*** Material provided ***
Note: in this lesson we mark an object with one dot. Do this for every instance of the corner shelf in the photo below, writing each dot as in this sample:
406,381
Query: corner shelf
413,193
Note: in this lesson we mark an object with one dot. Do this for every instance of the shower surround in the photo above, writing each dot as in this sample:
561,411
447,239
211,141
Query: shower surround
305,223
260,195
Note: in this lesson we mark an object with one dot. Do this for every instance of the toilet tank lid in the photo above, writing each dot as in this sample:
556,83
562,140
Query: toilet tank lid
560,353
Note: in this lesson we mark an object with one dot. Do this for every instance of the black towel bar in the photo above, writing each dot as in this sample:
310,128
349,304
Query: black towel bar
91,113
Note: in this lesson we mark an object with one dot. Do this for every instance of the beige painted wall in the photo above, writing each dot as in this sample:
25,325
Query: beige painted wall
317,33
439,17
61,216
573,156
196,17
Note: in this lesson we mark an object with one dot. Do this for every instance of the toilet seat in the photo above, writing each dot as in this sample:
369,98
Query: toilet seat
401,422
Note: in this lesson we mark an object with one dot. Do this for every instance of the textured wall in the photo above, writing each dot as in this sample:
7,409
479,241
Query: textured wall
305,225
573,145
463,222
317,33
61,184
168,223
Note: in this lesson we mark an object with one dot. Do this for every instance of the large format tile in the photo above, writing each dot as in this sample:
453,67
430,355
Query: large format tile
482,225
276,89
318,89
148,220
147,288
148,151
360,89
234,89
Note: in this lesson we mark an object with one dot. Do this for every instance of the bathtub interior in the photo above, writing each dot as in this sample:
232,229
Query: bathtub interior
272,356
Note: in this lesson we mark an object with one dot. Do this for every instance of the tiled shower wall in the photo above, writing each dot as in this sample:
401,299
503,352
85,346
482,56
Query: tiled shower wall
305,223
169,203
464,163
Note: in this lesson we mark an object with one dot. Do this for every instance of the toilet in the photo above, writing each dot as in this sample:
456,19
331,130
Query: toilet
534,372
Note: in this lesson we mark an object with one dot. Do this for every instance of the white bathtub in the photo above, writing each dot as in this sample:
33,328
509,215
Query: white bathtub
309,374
***
## [Work instruction]
Each entry shown above should be copied out exactly.

## [Worked solution]
Note: in this lesson we mark an object with one dot. Do this for every instance of the corner shelf in the photo below, writing each dot as in this sample:
406,381
Query: corner shelf
413,193
Note: in this lesson we mark an object with one dot. Do this for every instance of the shower surround in the photo above, writing each dot as in this sample:
561,411
447,239
211,141
Query: shower surround
305,223
260,195
Note: in this lesson we mark an object with one dot. Do this for every instance of the toilet tank lid in the photo above, writing each dot as in this sample:
556,83
562,140
Query: toilet tank lid
560,353
Note: in this lesson we mark an object with one dot. Do this for every instance of the black towel bar in the photo above, writing each dot as in this sample:
310,128
349,304
Query: black towel bar
91,113
Note: in this lesson we mark an object with one dot. Do this for every instance of the beige painted wall in the photo above, writing each dot as in this sample:
25,325
Query: beige painted wall
317,33
439,17
61,216
573,156
196,17
Note: in this lesson we mark an object with one dot. Do this for every instance of the toilet seat in the photo above, writing each dot as in this sample:
369,98
Query: toilet seat
401,422
Note: in this lesson we mark an object with one dot. Do this for every instance of the textured wall in the photo above, writing each dot as in this sample:
7,409
479,241
Query: textured wall
305,225
573,145
463,222
317,33
61,184
168,223
Note: in this lesson we mark an object with one dot. Do this for every instance of the large format tile in the photo above, writing each dot as in this sample:
453,67
430,355
Query: large format tile
482,225
276,89
318,89
148,220
147,288
148,151
360,89
234,89
Note: in this lesson we mark an object with one dot. Do this for every instance of the bathtub interior in the photo above, writing each dot as in this sample:
232,229
Query: bathtub interior
272,356
Note: in this lesson we mark an object with one dot. Do this for every instance of the tiled shower wall in the photo above, writing each dot as in this sample:
401,299
503,352
85,346
482,56
Query: tiled shower wall
305,223
169,203
464,163
Note: in this lesson we mark an object with one dot. Do this for every instance of the toilet in the photo above, writing each dot as in this sample:
456,19
331,130
Query: toilet
534,372
Note: in this lesson we mark an object with one dot. Do this for every instance of the white bathtub in the photo above, writing each dot as in this sample:
33,328
509,215
Query: white bathtub
309,374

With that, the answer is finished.